Dan bara tak kan terus berkobar, Jika tersentuh tirta kesejukan, Maka, terhempaslah kecamuk angkara, Tak kan mampu merasuk, dalam bening hati
Siang tadi, sehabis sholat jum’at, ketika saya berjalan menuju ke warnet, tiba-tiba dari arah belakang terdengar suara benturan keras “brak”. Seorang pengendara motor jatuh tersungkur. Motor, lumayan hancur, sementara pengendaranya, seorang mahasiswa, hanya bisa mengerang kesakitan. Celananya robek terkena gesekan aspal dan darah bercucuran di kakinya.Namanya juga kecelakaan, kejadiannya tidak terduga dan terencana. Mahasiswa tadi menjelaskan kronologisnya, dia menyeruduk badan belakang truk karena truk tadi berhenti secara mendadak. Sementara, sang sopir truk menjelaskan bahwa mendadaknya berhenti karena ada motor juga didepannya, kalau tidak di rem, justru akan menabraknya dan dalam prediksinya, pasti akan parah. Maksud sopir truk memang baik, menghindari motor didepannya agar tak tertabrak, tapi tak disangka, justru ada sepeda motor lain dibelakangnya yang menyeruduknya. Agak lama keduanya bernegosiasi untuk mendapatkan solusi terbaik
Sementara saya yang menyaksikan kecelakaan itu memutar otak, bagaimana penyelesaiannya agar masing-masing tidak merasa dirugikan ?
Cukup dilematis, pikir saya. Saya tidak tega menyalahkan sang sopir, sementara saya juga kasihan kepada mahasiswa tadi, apalagi ketika dia bilang “Pak, ini gimana, soalnya bukan motor saya, ini motor pinjaman milik teman saya”. Di tengah kebuntuan, tiba-tiba ada salah satu orang yang juga menyaksikan kejadian itu menyeletuk dari belakang “Diselesaikan secara kekeluargaan saja”. Benar juga, akhirnya saya mengiyakan saja saran itu, diselesaikan secara kekeluargaan. Sopir truk kemudian memberikan uang Rp 100 ribu kepada mahasiswa tadi untuk memperbaiki motornya yang rusak, sementara mahasiswa tadi juga meminta maaf kepada sang sopir truk. Kasus kecelakaan selesai dan saya melanjutkan perjalanan ke warnet.

**Tentang Latihan**.
Menurut kisah kecelakaan motor di atas, berapa uang yang diberikan sopir truk kepada mahasiswa itu untuk memperbaiki motornya?

**Daftar Data**.

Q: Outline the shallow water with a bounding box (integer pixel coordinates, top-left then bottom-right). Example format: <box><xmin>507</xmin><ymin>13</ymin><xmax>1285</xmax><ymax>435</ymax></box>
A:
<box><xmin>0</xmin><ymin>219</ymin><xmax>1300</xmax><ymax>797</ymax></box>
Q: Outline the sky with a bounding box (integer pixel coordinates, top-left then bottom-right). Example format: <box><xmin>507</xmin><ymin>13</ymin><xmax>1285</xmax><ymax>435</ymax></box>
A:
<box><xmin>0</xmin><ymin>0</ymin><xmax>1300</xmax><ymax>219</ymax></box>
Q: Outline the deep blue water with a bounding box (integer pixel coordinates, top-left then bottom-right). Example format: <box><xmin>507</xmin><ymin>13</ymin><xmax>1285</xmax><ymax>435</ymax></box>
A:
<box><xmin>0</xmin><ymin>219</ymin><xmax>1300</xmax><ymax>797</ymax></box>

**Jawaban Akhir**.
Rp 100 ribu.